* [Exercise brief]: Retype each entry. Leave nothing out.

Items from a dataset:
==*==

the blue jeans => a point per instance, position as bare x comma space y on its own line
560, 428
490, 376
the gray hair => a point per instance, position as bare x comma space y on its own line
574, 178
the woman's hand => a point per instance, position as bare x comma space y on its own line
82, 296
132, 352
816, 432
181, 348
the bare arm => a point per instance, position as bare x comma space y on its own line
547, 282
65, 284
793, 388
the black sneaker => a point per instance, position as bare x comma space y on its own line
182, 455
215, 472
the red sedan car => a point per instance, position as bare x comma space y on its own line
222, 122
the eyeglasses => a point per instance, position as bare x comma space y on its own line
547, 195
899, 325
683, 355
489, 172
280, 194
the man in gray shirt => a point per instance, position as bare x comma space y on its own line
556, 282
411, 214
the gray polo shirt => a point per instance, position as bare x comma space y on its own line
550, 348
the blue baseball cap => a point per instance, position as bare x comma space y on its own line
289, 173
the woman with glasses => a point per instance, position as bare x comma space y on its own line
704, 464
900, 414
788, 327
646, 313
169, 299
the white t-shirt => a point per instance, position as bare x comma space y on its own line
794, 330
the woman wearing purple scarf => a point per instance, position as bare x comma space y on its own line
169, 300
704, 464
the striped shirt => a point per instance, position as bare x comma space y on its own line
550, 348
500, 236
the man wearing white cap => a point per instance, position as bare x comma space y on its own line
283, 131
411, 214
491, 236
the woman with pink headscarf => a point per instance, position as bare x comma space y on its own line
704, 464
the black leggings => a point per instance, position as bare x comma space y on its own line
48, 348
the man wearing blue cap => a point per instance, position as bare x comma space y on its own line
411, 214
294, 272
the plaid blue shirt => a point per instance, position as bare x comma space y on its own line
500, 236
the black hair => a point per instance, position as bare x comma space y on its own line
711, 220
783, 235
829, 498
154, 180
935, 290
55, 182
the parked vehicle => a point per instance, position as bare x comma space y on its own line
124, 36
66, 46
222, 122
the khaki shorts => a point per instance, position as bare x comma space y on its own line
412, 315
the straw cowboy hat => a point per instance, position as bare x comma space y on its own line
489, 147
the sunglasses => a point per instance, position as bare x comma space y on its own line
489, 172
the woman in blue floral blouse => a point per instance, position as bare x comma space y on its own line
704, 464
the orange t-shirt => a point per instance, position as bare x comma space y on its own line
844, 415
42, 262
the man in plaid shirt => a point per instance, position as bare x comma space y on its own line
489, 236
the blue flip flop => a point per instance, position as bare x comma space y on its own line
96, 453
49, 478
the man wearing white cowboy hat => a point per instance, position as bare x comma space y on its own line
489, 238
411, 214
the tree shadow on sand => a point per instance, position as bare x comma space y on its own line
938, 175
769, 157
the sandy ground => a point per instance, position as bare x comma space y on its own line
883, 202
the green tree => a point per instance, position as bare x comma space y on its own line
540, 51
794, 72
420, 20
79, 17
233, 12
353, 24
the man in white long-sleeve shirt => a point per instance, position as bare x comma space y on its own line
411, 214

==*==

* [Your solution]:
the blue jeans => a point per instance, position as bare x comma space y on its own line
560, 428
490, 376
the gray hair => a point per instance, position as bare x comma space y on its own line
574, 178
the woman's hand => a point per instance, position as bare x comma space y on its own line
82, 296
132, 352
816, 432
181, 348
the bare arm => a point per instance, position as bare x comma space y on its own line
547, 282
65, 284
793, 388
the black sneaker => a point per instance, position as bare x comma space y on its own line
182, 455
215, 472
the red sedan car => a point per instance, position as bare x comma space y on its own line
222, 122
the eyeglasses => a point per instance, position as bare x comma space y on its own line
547, 195
899, 325
683, 355
489, 172
280, 194
the man in gray shirt => a point per instance, position as bare x comma space y on its own line
556, 282
411, 214
the gray polo shirt => a point per instance, position as bare x comma space y on its own line
550, 348
the blue baseball cap => a point per instance, position as bare x comma space y on its own line
289, 173
the woman with glasses => a point per instance, position as bare x comma space y on its own line
704, 464
900, 414
788, 327
646, 313
169, 299
the white t-shirt => a point per instance, position as bare x comma space y on its own line
794, 330
the woman wearing purple scarf => a point per instance, position as bare x comma space y on its own line
169, 300
704, 464
the striped shirt => a point per instance, position as bare x comma space y on its own line
550, 348
500, 236
the man wearing white cap => a point per instance, position as bare x comma space y on its own line
283, 131
411, 214
491, 236
the woman with pink headscarf => a point per instance, position as bare x comma space y on its own line
704, 464
the black leggings => a point per instance, position as bare x comma space y on its own line
48, 348
the man wearing blue cap => a point per instance, position as bare x comma space y on its own line
411, 214
294, 272
the plaid blue shirt => a point per instance, position as bare x comma space y on its own line
500, 236
the black hair => a point per instance, position as bare x comma space y on its own line
711, 220
783, 235
829, 498
154, 180
935, 290
55, 182
the parked vehicle => a point per instance, position as bare x comma space y on its own line
124, 36
66, 46
222, 122
the khaki shorts => a point per instance, position as bare x comma space y on its own line
412, 315
the straw cowboy hat => a point per instance, position as bare x comma space y on its own line
489, 147
the sunglasses => a point per instance, position as bare x comma space y on its own line
489, 172
the woman in blue floral blouse => a point per instance, position as bare x comma space y on its own line
704, 464
the orange t-shirt => a point per instance, position as bare x comma space y on its own line
844, 415
42, 262
the man in plaid shirt => a point per instance, position as bare x comma space y on its own line
489, 236
the blue flip flop => a point per instance, position as bare x comma space y on its own line
96, 453
49, 478
the man wearing white cowboy hat => a point per instance, position as bare x comma space y on its own line
489, 238
411, 214
the tree shadow on sand => a point per instance, position as bare x comma space y on its own line
938, 175
769, 157
the sandy ground => a point per instance, position as bare x comma space y on its own line
883, 202
the green tree => a point per instance, position as bare x comma space y on its own line
540, 51
794, 72
420, 20
79, 17
233, 12
353, 24
the man in white long-sleeve shirt => a point per instance, position as bare x comma space y on its own line
411, 214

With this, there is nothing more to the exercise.